D’Vorkin: So you’ve had pain points in business, obviously.
Trump: Well, I don’t know.
D’Vorkin: If you–
Trump: Pain points?
D’Vorkin: In other words, obstacles that you have to overcome.
Trump: Oh, sure. You always have obstacles.
D’Vorkin: So, if you take away the politics of being president, and what you’re trying to do with the economy, what are the obstacles that you are finding that you necessarily didn’t find in your business life?
Trump: Well, you have Congress. That’s a big obstacle in many cases. You have, in some cases, well-meaning people in Congress that truly feel strongly about something. And I understand that and actually don’t mind that. And then of course you have grandstanders and others that want to try and make a point or want to do something that really isn’t necessarily in the best interests of the country. And those people I fight. And what people don’t know is that I’ve had just about the most legislation passed of any president, in a nine-month period, that’s ever served. We had over 50 bills passed. I’m not talking about executive orders only, which are very important. I’m talking about bills. We’ve had a tremendous amount of legislation passed. Like VA accountability, which nobody could get passed. Meaning people are accountable now, because before you couldn’t do anything if you caught people who worked there doing very bad things. But many, many bills have been passed. And now we’re going for taxes. I will get health care. I’m one vote short of health care. I’ll get health care. And I think block-granting it back to the states is going to be a great thing to do. I think it’ll be great for the people. Smaller government, great for the people. They’ll be able to handle it better. But we’re one–
Lane: Are you talking about the Graham-Cassidy bill?

§ Prompt:
Repeat the interview excerpt above word for word, from its first line to its last.

§ Dataset excerpts:
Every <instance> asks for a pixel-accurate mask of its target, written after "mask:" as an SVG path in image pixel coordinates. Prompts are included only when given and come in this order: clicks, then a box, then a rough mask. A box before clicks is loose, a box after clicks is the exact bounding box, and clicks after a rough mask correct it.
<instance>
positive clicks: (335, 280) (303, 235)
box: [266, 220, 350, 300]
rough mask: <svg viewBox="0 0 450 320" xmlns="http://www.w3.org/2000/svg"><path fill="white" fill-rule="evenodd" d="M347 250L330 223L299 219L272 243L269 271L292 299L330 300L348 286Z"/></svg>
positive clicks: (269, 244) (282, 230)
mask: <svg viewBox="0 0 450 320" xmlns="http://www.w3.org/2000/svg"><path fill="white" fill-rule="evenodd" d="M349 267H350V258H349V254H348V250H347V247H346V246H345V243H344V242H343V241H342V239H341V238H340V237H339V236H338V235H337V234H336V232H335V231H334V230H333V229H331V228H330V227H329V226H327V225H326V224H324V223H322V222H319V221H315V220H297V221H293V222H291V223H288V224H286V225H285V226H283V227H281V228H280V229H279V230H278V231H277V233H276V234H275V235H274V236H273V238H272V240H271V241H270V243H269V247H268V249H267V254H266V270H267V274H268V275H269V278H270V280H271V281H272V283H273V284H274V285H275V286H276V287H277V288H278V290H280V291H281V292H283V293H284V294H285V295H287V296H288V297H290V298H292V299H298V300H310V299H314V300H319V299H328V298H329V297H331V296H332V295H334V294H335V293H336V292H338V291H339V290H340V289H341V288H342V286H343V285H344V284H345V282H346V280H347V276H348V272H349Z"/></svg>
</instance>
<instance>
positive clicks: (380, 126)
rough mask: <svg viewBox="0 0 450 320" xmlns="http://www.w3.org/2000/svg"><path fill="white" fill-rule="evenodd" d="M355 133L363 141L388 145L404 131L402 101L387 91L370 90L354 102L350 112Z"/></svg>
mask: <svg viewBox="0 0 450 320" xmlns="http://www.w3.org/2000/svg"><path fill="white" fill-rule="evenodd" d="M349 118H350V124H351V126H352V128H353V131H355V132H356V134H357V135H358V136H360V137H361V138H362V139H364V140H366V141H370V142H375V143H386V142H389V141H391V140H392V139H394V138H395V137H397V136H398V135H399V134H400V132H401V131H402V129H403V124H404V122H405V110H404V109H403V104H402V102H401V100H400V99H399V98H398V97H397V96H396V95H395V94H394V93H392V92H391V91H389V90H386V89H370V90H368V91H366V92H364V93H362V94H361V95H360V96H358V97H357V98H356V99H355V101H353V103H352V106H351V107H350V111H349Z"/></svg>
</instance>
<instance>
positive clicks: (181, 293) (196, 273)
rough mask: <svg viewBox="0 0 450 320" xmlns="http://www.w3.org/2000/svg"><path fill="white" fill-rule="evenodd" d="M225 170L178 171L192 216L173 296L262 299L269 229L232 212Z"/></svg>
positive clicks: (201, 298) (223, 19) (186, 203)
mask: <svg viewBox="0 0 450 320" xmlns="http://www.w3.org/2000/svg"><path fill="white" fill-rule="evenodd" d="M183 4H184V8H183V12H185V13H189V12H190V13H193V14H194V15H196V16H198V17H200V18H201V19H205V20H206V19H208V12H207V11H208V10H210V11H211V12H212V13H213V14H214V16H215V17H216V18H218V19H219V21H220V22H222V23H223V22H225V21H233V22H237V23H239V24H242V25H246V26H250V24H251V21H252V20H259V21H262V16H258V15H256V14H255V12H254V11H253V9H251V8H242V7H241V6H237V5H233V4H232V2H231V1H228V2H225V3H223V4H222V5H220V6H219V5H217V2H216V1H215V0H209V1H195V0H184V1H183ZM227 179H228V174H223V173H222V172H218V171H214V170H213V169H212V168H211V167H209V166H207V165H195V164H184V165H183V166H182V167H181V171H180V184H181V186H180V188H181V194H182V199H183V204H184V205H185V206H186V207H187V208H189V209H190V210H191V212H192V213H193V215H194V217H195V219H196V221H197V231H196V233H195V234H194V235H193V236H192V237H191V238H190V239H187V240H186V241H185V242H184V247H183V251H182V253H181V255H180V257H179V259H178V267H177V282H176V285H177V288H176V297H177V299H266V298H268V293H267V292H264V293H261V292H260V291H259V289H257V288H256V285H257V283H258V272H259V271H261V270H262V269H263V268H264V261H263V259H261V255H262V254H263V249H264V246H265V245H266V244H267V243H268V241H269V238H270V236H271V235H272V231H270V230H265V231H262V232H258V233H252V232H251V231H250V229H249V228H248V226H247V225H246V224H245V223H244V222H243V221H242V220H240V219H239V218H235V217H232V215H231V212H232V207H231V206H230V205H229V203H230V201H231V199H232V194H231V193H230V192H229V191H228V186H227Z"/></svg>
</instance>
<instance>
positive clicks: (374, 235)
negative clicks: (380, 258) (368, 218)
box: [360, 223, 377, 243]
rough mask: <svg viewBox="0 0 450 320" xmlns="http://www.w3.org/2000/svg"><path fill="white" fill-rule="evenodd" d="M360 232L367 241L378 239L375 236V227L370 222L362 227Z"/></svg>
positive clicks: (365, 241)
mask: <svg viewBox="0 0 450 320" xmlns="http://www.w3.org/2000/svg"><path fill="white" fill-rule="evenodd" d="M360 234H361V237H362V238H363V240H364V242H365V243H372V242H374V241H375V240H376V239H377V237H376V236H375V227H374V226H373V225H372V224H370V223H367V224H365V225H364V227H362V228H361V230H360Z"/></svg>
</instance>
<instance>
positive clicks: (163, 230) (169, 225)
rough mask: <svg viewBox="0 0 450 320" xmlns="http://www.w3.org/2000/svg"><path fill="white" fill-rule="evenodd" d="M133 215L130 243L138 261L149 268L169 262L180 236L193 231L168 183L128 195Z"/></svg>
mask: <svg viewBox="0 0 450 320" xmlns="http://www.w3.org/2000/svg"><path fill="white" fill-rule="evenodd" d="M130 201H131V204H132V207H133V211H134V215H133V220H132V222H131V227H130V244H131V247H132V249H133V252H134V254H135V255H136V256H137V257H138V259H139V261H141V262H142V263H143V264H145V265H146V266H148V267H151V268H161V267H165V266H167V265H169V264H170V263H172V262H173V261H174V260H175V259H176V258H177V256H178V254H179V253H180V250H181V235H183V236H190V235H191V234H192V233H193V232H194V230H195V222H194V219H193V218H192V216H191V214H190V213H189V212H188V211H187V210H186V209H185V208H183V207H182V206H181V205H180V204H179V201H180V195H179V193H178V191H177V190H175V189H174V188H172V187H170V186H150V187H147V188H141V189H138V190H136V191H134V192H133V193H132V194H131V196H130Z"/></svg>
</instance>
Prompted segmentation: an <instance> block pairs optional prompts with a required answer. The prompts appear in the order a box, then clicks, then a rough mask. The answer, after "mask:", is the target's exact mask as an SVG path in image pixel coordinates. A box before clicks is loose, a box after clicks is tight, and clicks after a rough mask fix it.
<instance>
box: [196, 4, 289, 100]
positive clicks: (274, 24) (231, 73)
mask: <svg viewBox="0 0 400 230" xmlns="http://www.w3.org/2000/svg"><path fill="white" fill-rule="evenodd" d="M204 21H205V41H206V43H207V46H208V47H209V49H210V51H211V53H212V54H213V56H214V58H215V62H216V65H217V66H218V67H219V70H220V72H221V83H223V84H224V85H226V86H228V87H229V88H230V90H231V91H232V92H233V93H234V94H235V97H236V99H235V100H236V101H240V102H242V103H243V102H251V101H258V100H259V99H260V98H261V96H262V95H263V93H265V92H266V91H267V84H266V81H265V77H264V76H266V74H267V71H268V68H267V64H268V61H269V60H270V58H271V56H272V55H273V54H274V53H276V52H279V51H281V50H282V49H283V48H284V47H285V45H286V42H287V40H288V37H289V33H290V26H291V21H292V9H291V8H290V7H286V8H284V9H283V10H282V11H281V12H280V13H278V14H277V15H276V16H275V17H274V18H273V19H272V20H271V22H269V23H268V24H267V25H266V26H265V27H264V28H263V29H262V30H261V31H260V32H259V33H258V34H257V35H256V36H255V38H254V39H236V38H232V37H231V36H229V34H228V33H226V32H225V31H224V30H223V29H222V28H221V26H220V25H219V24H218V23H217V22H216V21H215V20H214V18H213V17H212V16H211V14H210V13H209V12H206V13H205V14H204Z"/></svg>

§ Final answer:
D’Vorkin: So you’ve had pain points in business, obviously.
Trump: Well, I don’t know.
D’Vorkin: If you–
Trump: Pain points?
D’Vorkin: In other words, obstacles that you have to overcome.
Trump: Oh, sure. You always have obstacles.
D’Vorkin: So, if you take away the politics of being president, and what you’re trying to do with the economy, what are the obstacles that you are finding that you necessarily didn’t find in your business life?
Trump: Well, you have Congress. That’s a big obstacle in many cases. You have, in some cases, well-meaning people in Congress that truly feel strongly about something. And I understand that and actually don’t mind that. And then of course you have grandstanders and others that want to try and make a point or want to do something that really isn’t necessarily in the best interests of the country. And those people I fight. And what people don’t know is that I’ve had just about the most legislation passed of any president, in a nine-month period, that’s ever served. We had over 50 bills passed. I’m not talking about executive orders only, which are very important. I’m talking about bills. We’ve had a tremendous amount of legislation passed. Like VA accountability, which nobody could get passed. Meaning people are accountable now, because before you couldn’t do anything if you caught people who worked there doing very bad things. But many, many bills have been passed. And now we’re going for taxes. I will get health care. I’m one vote short of health care. I’ll get health care. And I think block-granting it back to the states is going to be a great thing to do. I think it’ll be great for the people. Smaller government, great for the people. They’ll be able to handle it better. But we’re one–
Lane: Are you talking about the Graham-Cassidy bill?